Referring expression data

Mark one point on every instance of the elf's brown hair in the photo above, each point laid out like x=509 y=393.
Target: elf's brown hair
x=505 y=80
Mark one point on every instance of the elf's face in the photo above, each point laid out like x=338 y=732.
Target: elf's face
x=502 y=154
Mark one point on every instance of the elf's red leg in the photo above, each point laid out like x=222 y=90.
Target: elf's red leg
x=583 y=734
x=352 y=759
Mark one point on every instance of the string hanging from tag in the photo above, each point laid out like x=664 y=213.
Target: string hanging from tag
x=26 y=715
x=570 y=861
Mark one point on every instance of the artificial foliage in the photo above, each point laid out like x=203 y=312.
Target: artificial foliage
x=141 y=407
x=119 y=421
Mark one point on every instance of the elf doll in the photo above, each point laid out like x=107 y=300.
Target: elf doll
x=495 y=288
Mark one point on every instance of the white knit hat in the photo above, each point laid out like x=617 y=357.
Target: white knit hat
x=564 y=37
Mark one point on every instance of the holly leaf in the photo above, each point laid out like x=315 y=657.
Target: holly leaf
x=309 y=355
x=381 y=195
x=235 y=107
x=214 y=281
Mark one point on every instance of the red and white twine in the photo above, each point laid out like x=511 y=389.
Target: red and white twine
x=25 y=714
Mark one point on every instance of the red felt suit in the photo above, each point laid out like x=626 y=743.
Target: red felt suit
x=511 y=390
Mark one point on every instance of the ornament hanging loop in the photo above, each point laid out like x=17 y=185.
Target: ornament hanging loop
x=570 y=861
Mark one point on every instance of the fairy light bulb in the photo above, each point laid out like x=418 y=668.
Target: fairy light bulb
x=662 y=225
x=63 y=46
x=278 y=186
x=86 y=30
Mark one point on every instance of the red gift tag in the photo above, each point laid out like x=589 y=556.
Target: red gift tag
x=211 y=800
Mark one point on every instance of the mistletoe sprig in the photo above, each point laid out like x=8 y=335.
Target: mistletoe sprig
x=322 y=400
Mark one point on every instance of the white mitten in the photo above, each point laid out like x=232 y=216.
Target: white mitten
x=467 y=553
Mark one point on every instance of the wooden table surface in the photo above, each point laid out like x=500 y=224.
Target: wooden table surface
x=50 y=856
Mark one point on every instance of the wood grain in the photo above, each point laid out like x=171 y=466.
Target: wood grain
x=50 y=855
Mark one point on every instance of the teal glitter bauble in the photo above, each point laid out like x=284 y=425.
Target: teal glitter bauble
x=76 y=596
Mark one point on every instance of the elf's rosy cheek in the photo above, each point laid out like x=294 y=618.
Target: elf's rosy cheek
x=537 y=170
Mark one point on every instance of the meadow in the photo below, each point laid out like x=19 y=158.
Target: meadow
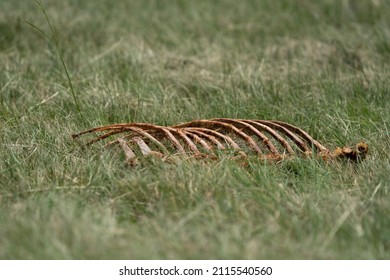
x=320 y=65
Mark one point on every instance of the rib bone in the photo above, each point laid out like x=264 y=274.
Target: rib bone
x=271 y=140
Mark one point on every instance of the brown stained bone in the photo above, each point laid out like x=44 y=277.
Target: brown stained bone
x=270 y=140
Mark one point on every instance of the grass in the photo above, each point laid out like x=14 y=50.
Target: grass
x=320 y=65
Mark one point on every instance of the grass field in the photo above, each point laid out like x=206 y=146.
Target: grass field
x=320 y=65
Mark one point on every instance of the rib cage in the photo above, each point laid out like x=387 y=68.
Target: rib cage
x=273 y=140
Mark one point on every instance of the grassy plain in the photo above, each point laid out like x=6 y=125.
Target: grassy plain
x=321 y=65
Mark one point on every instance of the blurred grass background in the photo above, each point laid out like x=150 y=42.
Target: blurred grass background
x=321 y=65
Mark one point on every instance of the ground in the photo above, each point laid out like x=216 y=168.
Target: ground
x=320 y=65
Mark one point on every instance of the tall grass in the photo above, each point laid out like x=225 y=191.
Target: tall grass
x=319 y=65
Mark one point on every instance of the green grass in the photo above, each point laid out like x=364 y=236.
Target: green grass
x=321 y=65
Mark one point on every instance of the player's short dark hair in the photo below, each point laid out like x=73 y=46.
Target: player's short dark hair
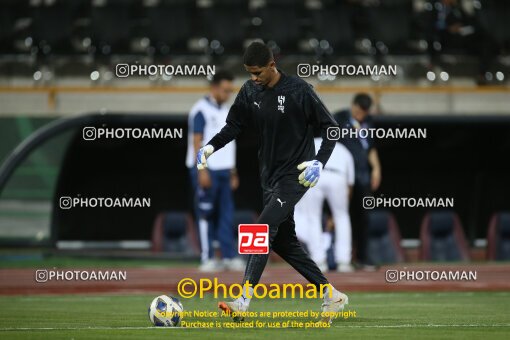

WORK ITEM: Return, from the data, each line where the string "player" occurs.

SOLUTION TO THE PROBLEM:
Mark one point on every instance of the player's short dark hair in the photo below, each point laid out like x=73 y=46.
Target: player's short dark hair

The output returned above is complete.